Problem details:
Every line from the line containing "the green foliage." to the end of the data must appear in the answer exactly as it appears there, and nothing else.
------------------------------------
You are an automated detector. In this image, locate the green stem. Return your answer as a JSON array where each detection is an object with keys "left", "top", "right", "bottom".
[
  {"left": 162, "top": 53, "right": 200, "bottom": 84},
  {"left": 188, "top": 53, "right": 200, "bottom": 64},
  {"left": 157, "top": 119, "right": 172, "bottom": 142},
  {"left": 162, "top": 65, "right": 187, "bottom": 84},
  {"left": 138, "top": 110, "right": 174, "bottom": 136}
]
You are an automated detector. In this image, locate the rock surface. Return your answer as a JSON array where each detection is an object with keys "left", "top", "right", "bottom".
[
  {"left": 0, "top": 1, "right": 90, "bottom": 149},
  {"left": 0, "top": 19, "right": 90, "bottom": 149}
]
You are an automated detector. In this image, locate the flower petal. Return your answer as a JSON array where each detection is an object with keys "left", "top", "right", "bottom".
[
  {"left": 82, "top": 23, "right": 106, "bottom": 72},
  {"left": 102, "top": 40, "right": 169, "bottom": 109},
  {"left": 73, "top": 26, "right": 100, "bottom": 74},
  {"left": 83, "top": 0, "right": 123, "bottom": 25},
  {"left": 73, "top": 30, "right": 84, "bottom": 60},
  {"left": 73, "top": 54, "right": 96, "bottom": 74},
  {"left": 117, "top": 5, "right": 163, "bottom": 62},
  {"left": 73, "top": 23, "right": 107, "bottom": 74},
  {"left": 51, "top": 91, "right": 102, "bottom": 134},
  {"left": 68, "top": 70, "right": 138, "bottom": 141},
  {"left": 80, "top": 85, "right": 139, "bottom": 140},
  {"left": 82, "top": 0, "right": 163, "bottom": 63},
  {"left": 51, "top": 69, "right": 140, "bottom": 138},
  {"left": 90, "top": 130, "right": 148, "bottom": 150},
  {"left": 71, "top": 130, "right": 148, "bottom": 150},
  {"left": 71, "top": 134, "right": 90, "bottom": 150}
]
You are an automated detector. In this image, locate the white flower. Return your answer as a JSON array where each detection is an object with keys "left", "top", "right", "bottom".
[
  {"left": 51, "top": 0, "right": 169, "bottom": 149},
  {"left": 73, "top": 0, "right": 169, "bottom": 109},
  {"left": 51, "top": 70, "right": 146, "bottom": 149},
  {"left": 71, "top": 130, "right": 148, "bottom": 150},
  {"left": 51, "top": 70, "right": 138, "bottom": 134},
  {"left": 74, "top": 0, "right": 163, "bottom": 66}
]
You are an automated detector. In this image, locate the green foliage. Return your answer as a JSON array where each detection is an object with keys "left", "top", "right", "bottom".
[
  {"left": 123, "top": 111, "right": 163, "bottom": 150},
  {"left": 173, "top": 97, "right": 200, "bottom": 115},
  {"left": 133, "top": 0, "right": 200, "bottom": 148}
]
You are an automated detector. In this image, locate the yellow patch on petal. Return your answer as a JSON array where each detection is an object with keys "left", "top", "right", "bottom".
------------------------------------
Exercise response:
You are an automated detector. In this image, locate the green foliage. Return your answer as a JSON array where each detection is an object with keys "left", "top", "right", "bottom".
[
  {"left": 123, "top": 111, "right": 163, "bottom": 150},
  {"left": 173, "top": 97, "right": 200, "bottom": 115},
  {"left": 133, "top": 0, "right": 200, "bottom": 148}
]
You are an automated detector. In this image, locate the yellow patch on petal. Return your answer as a JSON array where each detection is an object with keys "left", "top", "right", "bottom".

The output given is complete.